> TEXT SEGMENT:
────────────────────────────────────────

Wind farm contracts can be cancelled: legal opinion

Companies without a Notice To Proceed or who have not reached key milestones “have reason to be concerned”

July 6, 2018

In a just released review of the energy landscape in Ontario under the new Ford government, Mike Richmond, wind power contract specialist with law firm McMillan LLP, says the contracts between government and wind power developers can be cancelled in certain situations.

Wind Concerns Ontario has long maintained this to be true, even recommending to the Wynne government that an effective way to reduce electricity bills for Ontario consumers — or at least, not have them go higher — was to cancel the $1.3B of new wind power contracts and to cancel any others where significant milestones have not been met.

Mr. Richmond’s legal opinion and review is here.

The government will be directing IESO to exercise termination rights

An excerpt:

Developers, lenders, construction firms, installers, landlords and other clients with interests in contracts for projects which have not yet been granted Notice to Proceed (NTP) by the Independent Electricity System Operator (IESO) (or acceptance of Key Development Milestones for Large Renewable Procurement (LRP I) projects) have reason to be concerned.

While the [PC election] platform was not long on detail, it was absolutely clear that where pre-construction contracts contain provisions allowing the IESO to terminate at or prior to NTP or other equivalent milestones, before expensive capital equipment has been delivered and installed, the Government will be directing the IESO to exercise those termination rights.

Anticipating such a directive, the IESO had already begun holding back on the issuance of NTP approvals for Feed-In Tariff (FIT) projects prior to the June 29 swearing-in, instead electing to issue NTP Deferral Notices. By doing so, the IESO is able to limit its liability for the eventual termination of those projects to the “Pre-Construction Liability Limit”, which is set at:

  • $400,000 plus $2.00/kW for wind, biogas or biomass facilities;
  • $250,000 plus $10.00/kW for solar facilities; or
  • $500,000 plus $20.00/kW for waterpower facilities.

These figures only represent liability caps. To be eligible even for these amounts, developers will have to be able to demonstrate that they incurred, after being awarded a FIT Contract, “soft” costs up to these amount for items such as environmental approvals, EPC and financing contract negotiations, land rights, resource assessments, connection cost deposits, equipment deposits and permitting. Costs spent on generating equipment (other than reasonable non-refundable deposits), and amounts representing lost profits, are not eligible.

────────────────────────────────────────

> DATA SUPPLIED:
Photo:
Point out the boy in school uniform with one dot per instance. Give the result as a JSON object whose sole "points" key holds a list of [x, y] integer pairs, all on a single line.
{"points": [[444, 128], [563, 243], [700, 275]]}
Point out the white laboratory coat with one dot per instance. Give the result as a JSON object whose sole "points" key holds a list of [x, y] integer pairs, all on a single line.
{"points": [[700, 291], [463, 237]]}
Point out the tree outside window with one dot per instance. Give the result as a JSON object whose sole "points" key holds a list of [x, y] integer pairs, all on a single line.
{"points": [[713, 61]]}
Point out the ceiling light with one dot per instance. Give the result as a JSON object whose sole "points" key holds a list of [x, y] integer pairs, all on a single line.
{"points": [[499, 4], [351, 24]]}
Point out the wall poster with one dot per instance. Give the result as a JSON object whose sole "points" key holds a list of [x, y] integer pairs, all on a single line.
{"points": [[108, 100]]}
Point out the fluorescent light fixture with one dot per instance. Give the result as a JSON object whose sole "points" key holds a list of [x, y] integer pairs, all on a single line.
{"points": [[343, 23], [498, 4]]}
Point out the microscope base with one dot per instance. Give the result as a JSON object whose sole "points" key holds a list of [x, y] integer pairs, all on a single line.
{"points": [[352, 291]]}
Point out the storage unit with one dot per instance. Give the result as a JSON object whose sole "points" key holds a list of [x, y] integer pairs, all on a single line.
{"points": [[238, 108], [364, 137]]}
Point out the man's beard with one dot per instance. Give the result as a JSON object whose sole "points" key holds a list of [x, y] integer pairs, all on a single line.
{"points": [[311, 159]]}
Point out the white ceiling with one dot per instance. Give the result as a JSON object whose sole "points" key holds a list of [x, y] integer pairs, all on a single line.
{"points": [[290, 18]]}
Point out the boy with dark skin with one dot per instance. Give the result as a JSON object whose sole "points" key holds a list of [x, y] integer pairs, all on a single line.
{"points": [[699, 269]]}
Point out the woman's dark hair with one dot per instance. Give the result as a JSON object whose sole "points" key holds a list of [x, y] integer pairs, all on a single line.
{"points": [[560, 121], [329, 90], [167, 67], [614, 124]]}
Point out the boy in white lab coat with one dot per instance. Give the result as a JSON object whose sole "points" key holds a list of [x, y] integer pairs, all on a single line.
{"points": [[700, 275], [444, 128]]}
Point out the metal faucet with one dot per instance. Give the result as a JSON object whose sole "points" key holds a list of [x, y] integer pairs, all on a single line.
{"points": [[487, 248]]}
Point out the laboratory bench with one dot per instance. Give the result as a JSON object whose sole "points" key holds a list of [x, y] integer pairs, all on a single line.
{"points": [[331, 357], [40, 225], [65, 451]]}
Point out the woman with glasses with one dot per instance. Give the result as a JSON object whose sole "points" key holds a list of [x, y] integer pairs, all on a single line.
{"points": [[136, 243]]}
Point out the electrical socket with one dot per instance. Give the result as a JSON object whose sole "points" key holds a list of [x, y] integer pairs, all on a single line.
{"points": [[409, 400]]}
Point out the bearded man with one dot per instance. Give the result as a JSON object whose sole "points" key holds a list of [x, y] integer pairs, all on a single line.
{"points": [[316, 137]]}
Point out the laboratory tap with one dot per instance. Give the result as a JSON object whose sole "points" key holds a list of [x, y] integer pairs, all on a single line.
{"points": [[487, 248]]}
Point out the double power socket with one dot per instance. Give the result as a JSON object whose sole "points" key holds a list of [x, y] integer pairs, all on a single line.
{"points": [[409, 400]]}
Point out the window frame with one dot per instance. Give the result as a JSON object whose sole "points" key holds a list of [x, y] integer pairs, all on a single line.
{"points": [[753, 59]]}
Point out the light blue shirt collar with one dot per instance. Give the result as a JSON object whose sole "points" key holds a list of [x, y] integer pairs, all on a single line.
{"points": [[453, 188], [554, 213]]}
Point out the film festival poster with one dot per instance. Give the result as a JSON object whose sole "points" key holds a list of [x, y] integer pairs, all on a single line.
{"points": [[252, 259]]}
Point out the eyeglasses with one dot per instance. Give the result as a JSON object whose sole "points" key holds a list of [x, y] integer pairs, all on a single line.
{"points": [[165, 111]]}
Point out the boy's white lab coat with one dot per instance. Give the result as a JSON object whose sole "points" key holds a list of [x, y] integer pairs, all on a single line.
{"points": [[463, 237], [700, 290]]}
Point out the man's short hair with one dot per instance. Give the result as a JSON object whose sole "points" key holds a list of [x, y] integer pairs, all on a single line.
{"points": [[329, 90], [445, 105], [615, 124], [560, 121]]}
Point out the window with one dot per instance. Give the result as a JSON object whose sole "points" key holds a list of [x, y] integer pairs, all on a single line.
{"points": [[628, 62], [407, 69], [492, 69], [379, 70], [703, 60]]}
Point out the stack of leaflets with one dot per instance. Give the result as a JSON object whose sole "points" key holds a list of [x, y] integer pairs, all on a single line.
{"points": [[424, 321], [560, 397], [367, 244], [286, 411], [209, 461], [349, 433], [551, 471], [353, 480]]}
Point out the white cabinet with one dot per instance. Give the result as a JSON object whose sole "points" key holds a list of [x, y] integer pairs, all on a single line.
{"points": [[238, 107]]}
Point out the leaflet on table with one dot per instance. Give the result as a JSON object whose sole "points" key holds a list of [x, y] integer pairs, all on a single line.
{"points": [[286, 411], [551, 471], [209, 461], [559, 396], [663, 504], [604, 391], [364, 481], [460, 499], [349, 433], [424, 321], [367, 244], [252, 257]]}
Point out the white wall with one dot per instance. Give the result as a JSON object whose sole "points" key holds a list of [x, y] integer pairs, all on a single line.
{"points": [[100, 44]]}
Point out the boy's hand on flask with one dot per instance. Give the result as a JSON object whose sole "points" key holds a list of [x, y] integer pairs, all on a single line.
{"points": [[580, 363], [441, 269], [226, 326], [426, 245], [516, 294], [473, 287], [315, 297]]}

────────────────────────────────────────

> SET TASK: Render this sentence from the wind farm contracts text in French: "These figures only represent liability caps." The listing above comes from a separate source.

> EXERCISE SOLUTION: Ces chiffres ne représentent que des plafonds de responsabilité.